Task instructions:
Print each of the items below unchanged, line for line.

------------------------------------------------------------------------

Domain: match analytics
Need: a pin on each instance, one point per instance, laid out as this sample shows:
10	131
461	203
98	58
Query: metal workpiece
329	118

------------------------------------------------------------------------

Final answer:
Domain: match analytics
Need: a pin on each instance, one point per instance, laid out as this sample shows:
10	131
461	203
98	58
Query: metal workpiece
329	118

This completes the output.